SELECTION ▸
★ ★ ★ ★ ★

Revenue Recognition under ASC 606 / IFRS 15 
On May 28, 2014, the FASB and IASB issued converged guidance on recognizing revenue in contracts with customers. The new guidance is heralded by the Boards as a major achievement in efforts to improve financial reporting. The update was issued as Accounting Standards Update (ASU) 2014-09. It will be part of the Accounting Standards Codification (ASC) as Topic 606: Revenue from Contracts with Customers (ASC 606), and supersedes the existing revenue recognition literature in Topic 605 issued by FASB. ASC 606 is effective for public entities for the first interim period within annual reporting periods beginning after December 15, 2017; non-public companies were allowed an additional year.

The new standard aims to:
 Remove inconsistencies and weaknesses in revenue requirements
 Provide a more robust framework for addressing revenue issues
 Improve comparability of revenue recognition practices across entities, industries, jurisdictions, and capital markets
 Provide more useful information to users of financial statements through improved disclosure requirements
 Simplify the preparation of financial statements by reducing the number of requirements to which an entity must refer
The new revenue guidance was issued by the IASB as IFRS 15. The IASB’s standard, as amended, is effective for the first interim period within annual reporting periods beginning on or after January 1, 2018, with early adoption permitted.

★ ★ ★ ★ ★

GIVEN RECORDS ▸
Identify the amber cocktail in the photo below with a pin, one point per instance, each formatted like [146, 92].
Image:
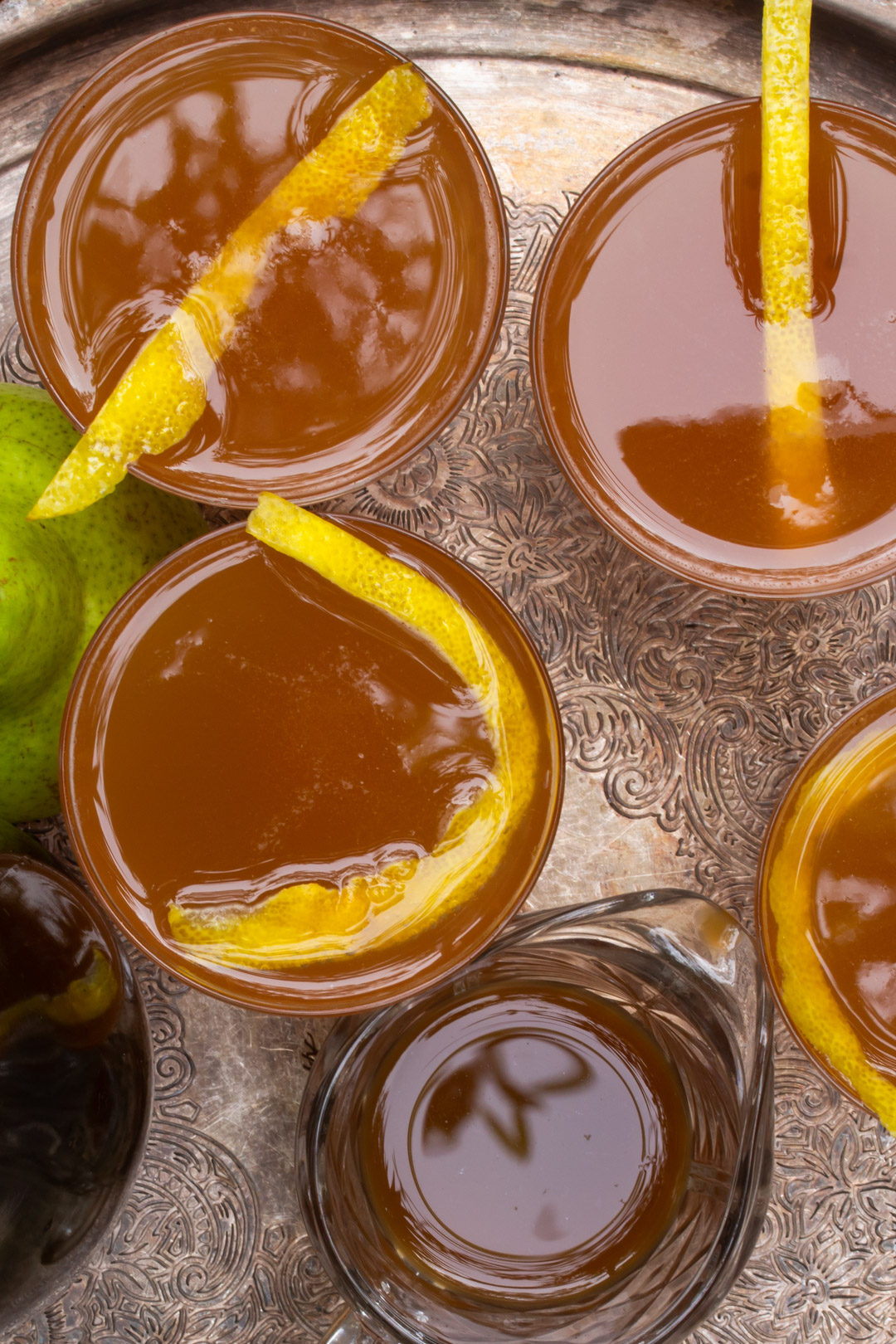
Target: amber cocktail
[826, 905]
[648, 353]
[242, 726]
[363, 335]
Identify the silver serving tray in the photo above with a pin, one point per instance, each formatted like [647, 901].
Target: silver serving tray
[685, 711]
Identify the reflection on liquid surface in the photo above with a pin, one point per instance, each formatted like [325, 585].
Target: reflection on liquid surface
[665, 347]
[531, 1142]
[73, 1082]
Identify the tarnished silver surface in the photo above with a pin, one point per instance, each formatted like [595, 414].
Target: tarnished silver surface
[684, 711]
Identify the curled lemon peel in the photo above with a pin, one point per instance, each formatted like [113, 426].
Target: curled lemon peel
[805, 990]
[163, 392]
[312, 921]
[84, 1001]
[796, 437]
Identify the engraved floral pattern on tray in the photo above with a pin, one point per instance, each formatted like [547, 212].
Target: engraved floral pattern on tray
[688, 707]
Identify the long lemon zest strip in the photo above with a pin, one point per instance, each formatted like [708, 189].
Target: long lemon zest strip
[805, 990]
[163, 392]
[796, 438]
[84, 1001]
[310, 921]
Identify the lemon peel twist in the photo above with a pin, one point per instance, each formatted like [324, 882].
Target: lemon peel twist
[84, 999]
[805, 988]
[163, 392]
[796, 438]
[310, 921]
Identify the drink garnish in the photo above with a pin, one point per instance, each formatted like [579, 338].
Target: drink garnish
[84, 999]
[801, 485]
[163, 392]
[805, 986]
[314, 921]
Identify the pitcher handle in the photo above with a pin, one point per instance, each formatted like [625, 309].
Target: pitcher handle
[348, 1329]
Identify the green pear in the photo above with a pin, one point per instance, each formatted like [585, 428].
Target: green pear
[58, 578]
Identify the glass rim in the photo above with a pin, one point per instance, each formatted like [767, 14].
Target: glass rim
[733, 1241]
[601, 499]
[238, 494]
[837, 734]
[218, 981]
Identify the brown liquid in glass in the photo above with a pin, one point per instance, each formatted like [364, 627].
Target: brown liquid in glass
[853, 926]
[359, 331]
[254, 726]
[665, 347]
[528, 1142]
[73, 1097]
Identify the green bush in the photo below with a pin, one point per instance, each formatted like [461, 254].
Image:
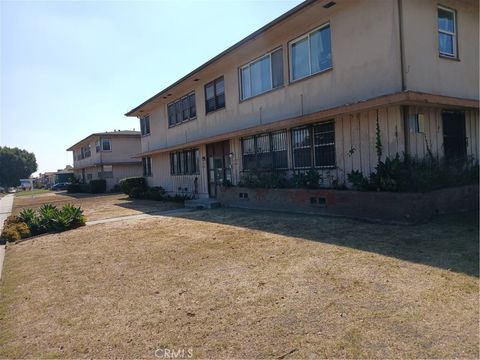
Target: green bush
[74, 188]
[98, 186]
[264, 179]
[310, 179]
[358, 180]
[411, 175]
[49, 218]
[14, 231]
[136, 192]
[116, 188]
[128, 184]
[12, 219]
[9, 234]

★ ★ ★ ★ ★

YOUR TASK ▸
Copy the section of the revenue recognition text from "Revenue Recognition under" up to and including "an additional year.", word for word.

ANSWER IN FULL ▸
Revenue Recognition under ASC 606 / IFRS 15 
On May 28, 2014, the FASB and IASB issued converged guidance on recognizing revenue in contracts with customers. The new guidance is heralded by the Boards as a major achievement in efforts to improve financial reporting. The update was issued as Accounting Standards Update (ASU) 2014-09. It will be part of the Accounting Standards Codification (ASC) as Topic 606: Revenue from Contracts with Customers (ASC 606), and supersedes the existing revenue recognition literature in Topic 605 issued by FASB. ASC 606 is effective for public entities for the first interim period within annual reporting periods beginning after December 15, 2017; non-public companies were allowed an additional year.